START Text shown

Discord Voice

Security checks across malware telemetry and agentic risk

Overview

The Discord voice feature is coherent, but by default it can let anyone in a joined voice channel talk to a full-capability agent and leave shared persistent context unless tightly restricted.

Before installing, only use this in trusted Discord servers, set allowedUsers instead of leaving it empty, avoid auto-joining public channels, prefer local STT/TTS for private speech, keep TLS verification enabled, and use limited-scope Discord/API credentials.

VirusTotal

64/64 vendors flagged this skill as clean.

View on VirusTotal

Risk analysis

Artifact-based informational review of SKILL.md, metadata, install specs, static scan signals, and capability signals. ClawScan does not execute the skill or run runtime probes.

ASI01: Agent Goal Hijack

High

What this means

People in the Discord voice channel could verbally steer the agent, not just the installer or an explicitly trusted user.

Why it was flagged

The code acknowledges that, with the default empty allowlist, any user in joined Discord voice channels can interact with the bot and trigger API calls, while transcribed speech is routed to the agent.

Skill content

Handle transcribed speech - route to agent and get response ... No allowedUsers configured — all users in joined channels can interact with the bot and trigger API calls.

Recommendation

Set allowedUsers to explicit trusted Discord user IDs, avoid public voice channels, and require confirmation or a restricted mode for voice-origin instructions.

ASI02: Tool Misuse and Exploitation

High

What this means

A spoken prompt could potentially cause the agent to use broader tools or take actions beyond a simple voice reply.

Why it was flagged

The changelog indicates the voice-routed agent is not confined to a restricted lane, creating a broad tool-use surface for prompts originating from Discord voice.

Skill content

Remove lane restriction to allow full tool access

Recommendation

Use a limited tool lane for Discord voice, require approval for high-impact tools, and separate casual voice chat from administrative agent capabilities.

END Text shown
START Excerpted records

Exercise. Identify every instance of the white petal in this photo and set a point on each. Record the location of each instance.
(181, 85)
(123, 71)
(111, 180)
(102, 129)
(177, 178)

END Excerpted records

**Task:** Copy everything from "The Discord voice feature" down to "limited-scope Discord/API credentials." in the Discord Voice security review.

**Output:**
The Discord voice feature is coherent, but by default it can let anyone in a joined voice channel talk to a full-capability agent and leave shared persistent context unless tightly restricted.

Before installing, only use this in trusted Discord servers, set allowedUsers instead of leaving it empty, avoid auto-joining public channels, prefer local STT/TTS for private speech, keep TLS verification enabled, and use limited-scope Discord/API credentials.